* Written task A: In the fishing thread, rewrite the part starting with "## FL FISHERMAN" and going on through "(Jul 3, 2002)", changing "Monty" to "the skipper".
* Written task B:
For each statement, say whether it agrees with the fishing thread and quote the words that decide it.
(i) The fish that won the pool weighed 13.5 pounds.
(ii) No seabass were caught on the trip.
(iii) Reaching the first drop took more than an hour.
[start of Passage shown]
# 4/22 on the Morning Star



## SteveR (May 9, 2003)

A light rain and some chop, but Monty found the fish. We were never out of sight of OC, a 30-40 minute trip at most to the first drop. I got nary a nibble until the third drop, but I found the honey hole. In about 1/2 hour I boated two tog at 11 pounds, one at 8 pounds, and the last at 4 pounds. My largest made 3rd place in the fish pool, the winner was 13.5 pounds. Alot of folks limited out, I think there were maybe 12 -14 people on board that day. Our mate Chris did a great job, as did Monty as usual. One seabass was caught, shouldn't be too much longer before they turn on. I'm planning on going again in two weeks, take Junior for his 1st trip of the year.


----------



## FL FISHERMAN (Sep 30, 2002)

Nice report! I had about a dozen trips with Monty booked in my last two years at MD but everyone of em got blown out!  Still love to hear the reports of those 10lb+ tog though.


----------



## Anthony (Jul 3, 2002)

You gotta love a trip where you catch a double digit tog and it's only the third biggest.


----------



## SteveR (May 9, 2003)
[end of Passage shown]
[start of Entries shown]
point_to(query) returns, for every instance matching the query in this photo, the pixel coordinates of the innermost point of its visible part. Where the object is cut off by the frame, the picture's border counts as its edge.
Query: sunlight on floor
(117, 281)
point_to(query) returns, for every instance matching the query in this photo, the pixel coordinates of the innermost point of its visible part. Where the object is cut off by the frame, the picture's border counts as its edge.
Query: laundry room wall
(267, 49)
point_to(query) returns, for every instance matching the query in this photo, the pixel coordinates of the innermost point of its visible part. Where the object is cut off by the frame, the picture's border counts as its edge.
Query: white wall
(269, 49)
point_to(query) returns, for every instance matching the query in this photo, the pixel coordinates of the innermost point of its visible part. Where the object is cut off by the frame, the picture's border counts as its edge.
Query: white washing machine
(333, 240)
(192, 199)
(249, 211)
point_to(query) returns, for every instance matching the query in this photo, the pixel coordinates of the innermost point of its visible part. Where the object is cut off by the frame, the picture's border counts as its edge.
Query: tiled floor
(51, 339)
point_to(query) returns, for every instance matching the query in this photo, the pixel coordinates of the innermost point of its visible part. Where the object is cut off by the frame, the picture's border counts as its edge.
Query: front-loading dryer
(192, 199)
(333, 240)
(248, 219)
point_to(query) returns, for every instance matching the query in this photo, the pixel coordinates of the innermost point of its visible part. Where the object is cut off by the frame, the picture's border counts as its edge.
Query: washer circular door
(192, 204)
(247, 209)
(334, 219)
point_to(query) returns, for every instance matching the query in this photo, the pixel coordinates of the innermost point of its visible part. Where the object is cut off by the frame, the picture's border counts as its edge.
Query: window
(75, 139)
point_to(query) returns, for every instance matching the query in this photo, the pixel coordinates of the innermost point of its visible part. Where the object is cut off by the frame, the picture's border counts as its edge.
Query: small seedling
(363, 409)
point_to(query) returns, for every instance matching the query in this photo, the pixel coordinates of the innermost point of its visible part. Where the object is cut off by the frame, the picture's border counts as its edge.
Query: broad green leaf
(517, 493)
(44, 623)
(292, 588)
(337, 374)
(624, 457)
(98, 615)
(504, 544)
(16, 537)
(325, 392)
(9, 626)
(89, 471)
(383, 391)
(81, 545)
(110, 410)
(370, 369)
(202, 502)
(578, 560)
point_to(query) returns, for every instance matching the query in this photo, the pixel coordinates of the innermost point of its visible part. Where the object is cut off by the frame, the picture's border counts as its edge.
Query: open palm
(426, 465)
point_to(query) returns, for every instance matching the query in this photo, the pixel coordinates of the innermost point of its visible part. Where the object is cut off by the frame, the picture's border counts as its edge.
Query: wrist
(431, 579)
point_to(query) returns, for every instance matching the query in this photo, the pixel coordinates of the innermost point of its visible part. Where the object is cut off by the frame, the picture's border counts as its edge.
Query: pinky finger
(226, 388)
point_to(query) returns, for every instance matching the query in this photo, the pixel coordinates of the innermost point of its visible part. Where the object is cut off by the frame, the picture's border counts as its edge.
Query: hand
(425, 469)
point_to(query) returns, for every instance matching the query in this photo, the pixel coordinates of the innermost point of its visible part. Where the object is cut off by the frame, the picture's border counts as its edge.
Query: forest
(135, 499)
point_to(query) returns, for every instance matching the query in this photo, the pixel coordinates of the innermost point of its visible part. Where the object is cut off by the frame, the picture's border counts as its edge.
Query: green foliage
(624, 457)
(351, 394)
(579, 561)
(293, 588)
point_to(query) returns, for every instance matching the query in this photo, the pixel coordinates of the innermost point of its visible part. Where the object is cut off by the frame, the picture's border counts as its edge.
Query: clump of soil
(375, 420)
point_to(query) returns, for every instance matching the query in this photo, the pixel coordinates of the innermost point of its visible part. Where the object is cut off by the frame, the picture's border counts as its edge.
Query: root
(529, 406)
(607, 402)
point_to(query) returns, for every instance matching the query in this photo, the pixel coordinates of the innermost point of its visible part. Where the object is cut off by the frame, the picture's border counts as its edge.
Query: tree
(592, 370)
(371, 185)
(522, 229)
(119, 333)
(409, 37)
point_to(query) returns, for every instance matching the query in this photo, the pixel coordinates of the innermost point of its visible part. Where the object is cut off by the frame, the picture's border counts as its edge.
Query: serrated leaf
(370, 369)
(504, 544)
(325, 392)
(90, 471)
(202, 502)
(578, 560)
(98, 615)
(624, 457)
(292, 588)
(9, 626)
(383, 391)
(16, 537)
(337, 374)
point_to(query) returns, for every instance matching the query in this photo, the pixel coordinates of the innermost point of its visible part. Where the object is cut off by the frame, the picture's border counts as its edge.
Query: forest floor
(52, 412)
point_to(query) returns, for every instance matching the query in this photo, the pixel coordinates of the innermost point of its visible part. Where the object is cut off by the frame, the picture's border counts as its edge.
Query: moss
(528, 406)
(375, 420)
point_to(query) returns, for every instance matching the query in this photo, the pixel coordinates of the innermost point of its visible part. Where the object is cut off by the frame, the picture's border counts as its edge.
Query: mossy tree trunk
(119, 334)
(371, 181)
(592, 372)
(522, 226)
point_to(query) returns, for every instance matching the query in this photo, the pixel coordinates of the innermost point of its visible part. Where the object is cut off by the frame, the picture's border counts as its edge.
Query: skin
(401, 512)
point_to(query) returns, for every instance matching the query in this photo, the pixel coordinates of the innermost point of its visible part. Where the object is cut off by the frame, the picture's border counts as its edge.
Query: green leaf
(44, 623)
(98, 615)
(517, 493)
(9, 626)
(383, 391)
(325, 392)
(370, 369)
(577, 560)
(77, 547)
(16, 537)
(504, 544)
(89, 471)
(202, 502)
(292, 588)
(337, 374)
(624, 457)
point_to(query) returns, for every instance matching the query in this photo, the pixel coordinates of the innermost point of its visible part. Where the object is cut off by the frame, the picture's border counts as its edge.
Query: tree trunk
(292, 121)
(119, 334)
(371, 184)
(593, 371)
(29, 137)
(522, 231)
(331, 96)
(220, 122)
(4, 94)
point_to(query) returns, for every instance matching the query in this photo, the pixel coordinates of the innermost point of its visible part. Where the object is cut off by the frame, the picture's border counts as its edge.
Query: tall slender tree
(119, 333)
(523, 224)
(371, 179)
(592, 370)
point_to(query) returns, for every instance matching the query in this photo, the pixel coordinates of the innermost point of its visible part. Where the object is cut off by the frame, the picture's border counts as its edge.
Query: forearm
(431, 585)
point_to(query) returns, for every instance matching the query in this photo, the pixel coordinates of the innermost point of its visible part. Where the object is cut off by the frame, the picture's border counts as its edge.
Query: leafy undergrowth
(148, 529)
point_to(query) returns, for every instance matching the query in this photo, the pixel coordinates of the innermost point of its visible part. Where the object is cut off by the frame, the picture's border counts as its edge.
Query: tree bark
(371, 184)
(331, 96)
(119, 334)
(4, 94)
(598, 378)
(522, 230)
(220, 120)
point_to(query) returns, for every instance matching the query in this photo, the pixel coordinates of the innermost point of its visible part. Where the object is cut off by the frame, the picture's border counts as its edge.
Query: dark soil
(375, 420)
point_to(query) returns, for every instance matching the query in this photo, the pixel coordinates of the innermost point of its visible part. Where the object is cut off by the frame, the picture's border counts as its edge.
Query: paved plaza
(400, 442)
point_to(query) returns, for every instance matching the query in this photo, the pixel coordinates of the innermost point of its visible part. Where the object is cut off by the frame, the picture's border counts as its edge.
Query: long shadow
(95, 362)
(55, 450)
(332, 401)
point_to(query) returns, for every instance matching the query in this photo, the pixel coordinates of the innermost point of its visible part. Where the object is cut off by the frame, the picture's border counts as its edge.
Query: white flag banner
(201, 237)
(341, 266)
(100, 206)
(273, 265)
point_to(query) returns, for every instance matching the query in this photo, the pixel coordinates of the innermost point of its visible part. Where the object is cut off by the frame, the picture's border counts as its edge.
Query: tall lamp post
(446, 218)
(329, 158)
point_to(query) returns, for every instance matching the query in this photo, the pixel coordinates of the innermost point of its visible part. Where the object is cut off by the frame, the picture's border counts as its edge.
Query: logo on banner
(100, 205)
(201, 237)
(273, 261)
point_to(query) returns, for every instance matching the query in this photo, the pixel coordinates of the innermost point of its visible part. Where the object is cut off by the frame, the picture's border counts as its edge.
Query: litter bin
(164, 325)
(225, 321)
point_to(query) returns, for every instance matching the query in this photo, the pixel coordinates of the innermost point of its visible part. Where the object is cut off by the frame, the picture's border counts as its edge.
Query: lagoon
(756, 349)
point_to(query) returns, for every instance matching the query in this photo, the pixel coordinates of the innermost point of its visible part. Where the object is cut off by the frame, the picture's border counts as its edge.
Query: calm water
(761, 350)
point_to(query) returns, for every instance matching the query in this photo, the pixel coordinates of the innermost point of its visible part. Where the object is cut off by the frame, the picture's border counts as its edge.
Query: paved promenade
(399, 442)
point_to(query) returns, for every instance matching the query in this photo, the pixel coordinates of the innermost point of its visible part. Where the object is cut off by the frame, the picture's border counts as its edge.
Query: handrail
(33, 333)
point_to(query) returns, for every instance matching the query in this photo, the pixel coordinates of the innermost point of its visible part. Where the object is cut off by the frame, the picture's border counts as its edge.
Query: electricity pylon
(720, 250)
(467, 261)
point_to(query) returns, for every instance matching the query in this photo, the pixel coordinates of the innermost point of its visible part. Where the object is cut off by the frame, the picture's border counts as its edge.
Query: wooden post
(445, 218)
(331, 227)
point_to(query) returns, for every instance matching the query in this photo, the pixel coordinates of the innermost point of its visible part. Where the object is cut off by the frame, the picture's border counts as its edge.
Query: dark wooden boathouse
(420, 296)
[end of Entries shown]
* Expected output A:
## FL FISHERMAN (Sep 30, 2002)

Nice report! I had about a dozen trips with the skipper booked in my last two years at MD but everyone of em got blown out!  Still love to hear the reports of those 10lb+ tog though.


----------



## Anthony (Jul 3, 2002)

* Expected output B:
(i) Yes: "the winner was 13.5 pounds"
(ii) No: "One seabass was caught"
(iii) No: "a 30-40 minute trip at most to the first drop"